### EXERCISE OBJECTIVE
Taking each line of the records in turn, count those containing "woman" and report only the number.

### AVAILABLE DATA
= Beginning of Section =

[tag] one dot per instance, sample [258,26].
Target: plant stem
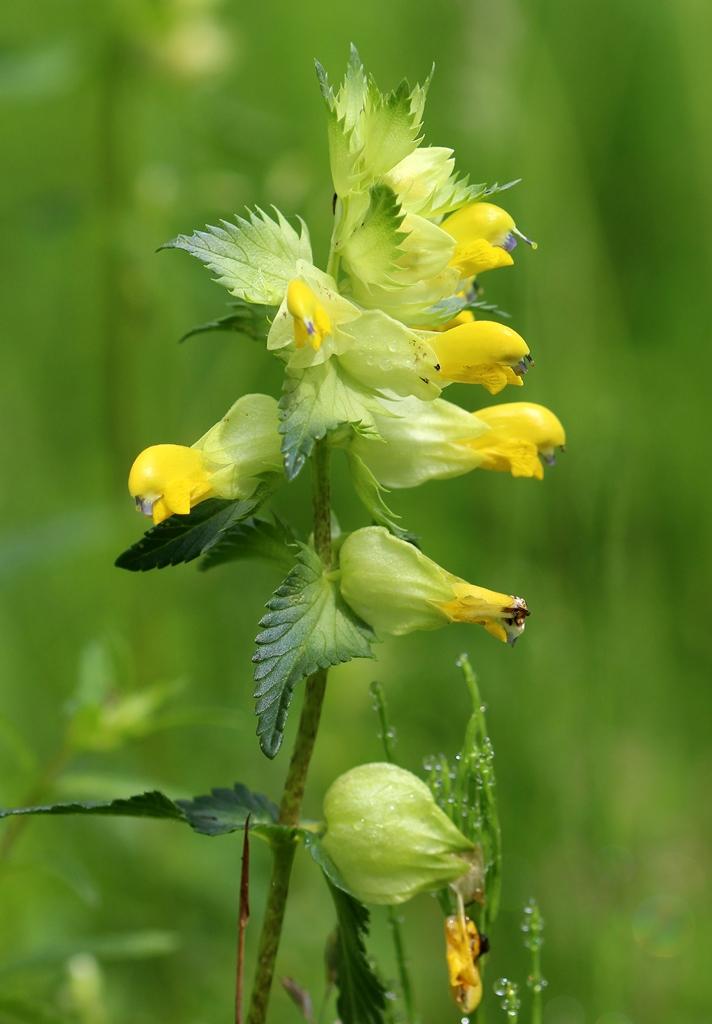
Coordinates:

= End of Section =
= Beginning of Section =

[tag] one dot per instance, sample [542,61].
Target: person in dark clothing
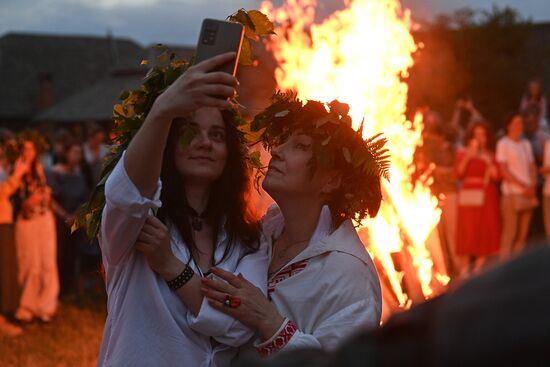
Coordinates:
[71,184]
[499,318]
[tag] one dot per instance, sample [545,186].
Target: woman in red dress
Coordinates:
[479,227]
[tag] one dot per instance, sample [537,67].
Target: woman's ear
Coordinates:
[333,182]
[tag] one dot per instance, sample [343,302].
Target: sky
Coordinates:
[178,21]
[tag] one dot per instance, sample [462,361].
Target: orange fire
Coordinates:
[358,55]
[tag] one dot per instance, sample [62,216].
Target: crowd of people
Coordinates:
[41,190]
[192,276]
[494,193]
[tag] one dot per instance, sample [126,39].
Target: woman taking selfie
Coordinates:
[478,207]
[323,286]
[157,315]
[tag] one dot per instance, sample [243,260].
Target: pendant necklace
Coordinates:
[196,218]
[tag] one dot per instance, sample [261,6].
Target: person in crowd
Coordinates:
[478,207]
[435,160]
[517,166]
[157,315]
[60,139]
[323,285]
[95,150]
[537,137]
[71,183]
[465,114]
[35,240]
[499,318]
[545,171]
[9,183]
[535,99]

= End of Section =
= Beginning of Section =

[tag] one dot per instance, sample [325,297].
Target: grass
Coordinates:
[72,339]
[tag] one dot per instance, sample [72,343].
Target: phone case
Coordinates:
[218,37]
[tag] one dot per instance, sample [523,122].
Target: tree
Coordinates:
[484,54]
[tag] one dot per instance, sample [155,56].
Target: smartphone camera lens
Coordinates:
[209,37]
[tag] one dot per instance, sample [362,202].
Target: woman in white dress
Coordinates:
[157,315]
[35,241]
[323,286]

= End of Section =

### WRITTEN SOLUTION
4